• **REQUIRED WORK**:
When you respond, restate each record exactly as it is given.

Dataset entries
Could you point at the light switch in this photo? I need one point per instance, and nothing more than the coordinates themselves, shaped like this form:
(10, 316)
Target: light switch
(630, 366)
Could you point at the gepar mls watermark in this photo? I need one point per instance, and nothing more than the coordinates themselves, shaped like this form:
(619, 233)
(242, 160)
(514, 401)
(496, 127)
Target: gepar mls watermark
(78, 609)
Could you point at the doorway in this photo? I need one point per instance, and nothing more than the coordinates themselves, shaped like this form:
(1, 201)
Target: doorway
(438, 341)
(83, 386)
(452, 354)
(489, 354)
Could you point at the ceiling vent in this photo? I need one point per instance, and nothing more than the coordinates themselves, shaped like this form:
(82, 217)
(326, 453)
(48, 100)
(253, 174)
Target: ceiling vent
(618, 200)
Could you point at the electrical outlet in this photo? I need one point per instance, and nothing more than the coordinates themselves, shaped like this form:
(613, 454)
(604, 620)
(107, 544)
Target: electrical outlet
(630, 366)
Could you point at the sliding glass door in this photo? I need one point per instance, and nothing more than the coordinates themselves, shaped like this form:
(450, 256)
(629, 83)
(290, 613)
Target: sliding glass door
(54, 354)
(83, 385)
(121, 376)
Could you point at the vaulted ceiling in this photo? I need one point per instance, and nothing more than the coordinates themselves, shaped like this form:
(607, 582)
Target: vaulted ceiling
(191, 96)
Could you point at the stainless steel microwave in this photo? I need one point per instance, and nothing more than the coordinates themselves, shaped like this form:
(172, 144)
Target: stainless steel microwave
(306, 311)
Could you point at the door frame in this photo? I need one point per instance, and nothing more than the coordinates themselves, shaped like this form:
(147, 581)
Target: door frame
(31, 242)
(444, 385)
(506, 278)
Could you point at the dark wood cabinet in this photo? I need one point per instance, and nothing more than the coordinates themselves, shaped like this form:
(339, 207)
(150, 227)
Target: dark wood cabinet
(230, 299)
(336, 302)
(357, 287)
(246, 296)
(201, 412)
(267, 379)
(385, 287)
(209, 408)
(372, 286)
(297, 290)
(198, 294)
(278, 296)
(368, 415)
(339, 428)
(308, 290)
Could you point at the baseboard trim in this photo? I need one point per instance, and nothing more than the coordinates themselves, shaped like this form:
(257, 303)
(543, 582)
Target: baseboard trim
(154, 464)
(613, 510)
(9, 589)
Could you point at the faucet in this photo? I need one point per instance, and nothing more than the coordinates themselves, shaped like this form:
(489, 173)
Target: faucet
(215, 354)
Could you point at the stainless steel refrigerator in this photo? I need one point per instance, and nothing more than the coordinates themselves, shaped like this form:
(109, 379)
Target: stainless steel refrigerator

• **FINISHED EXERCISE**:
Could you point at the light switch in this photo? I need one point per instance, and nothing more than the coordinates themselves, shaped like this form:
(10, 316)
Target: light switch
(630, 366)
Could you point at the gepar mls watermark in this photo? I need one point per instance, and nothing more than the coordinates themselves, shaped like this form:
(619, 233)
(242, 160)
(514, 401)
(496, 127)
Target: gepar mls watermark
(78, 609)
Could you point at the doorway in this photo? I need one point per instance, and nothing more than the coordinates themselves, shaped like this form:
(1, 201)
Target: doorway
(438, 341)
(83, 386)
(452, 354)
(489, 354)
Could you point at the ceiling vent in this photo? I need one point per instance, and nothing more than the coordinates themselves, shaped like this form:
(82, 217)
(326, 453)
(48, 100)
(253, 174)
Target: ceiling vent
(618, 200)
Could you point at the electrical outlet in this photo? I need one point per instance, and nothing more than the coordinates themselves, shaped like this form:
(613, 454)
(604, 620)
(107, 544)
Target: electrical outlet
(630, 366)
Could you point at the sliding glass door in this photo? I need one point per instance, and nothing more than the coordinates themselves, shaped like this form:
(450, 256)
(629, 83)
(290, 613)
Target: sliding glass door
(54, 354)
(83, 385)
(121, 376)
Could you point at the vaulted ceiling in this photo? I need one point per instance, and nothing more than the coordinates themselves, shaped like this form:
(607, 582)
Target: vaulted ceiling
(191, 96)
Could you point at the stainless steel microwave in this photo? I need one point per instance, and nothing more than the coordinates themselves, shaped like this form:
(172, 144)
Target: stainless steel microwave
(306, 311)
Could you point at the door frame in this photo? I need one point per instance, and nothing more than the coordinates themselves, shaped like this form:
(147, 581)
Target: door frame
(31, 242)
(444, 385)
(506, 278)
Could you point at the dark wood cabinet in this photo? I need one point per instance, and nothing more than the coordinates themselves, shaped like this form:
(339, 207)
(150, 227)
Target: dark wood cabinet
(230, 299)
(336, 302)
(357, 287)
(246, 296)
(201, 412)
(267, 379)
(385, 287)
(209, 408)
(372, 286)
(297, 290)
(198, 294)
(278, 296)
(368, 415)
(339, 428)
(308, 290)
Could you point at the baseboard trim in this photo? I need one point per instance, and nothing more than the coordinates themselves, shaped like this form:
(257, 303)
(543, 582)
Target: baseboard trim
(154, 464)
(613, 510)
(9, 589)
Could you point at the faucet in this photo? I need one point per instance, and nothing more than the coordinates themselves, shaped like this form:
(489, 173)
Target: faucet
(215, 354)
Could you point at the stainless steel refrigerator in this photo? I need one point per instance, and nothing more than the coordinates themselves, shaped like this form:
(109, 379)
Target: stainless steel refrigerator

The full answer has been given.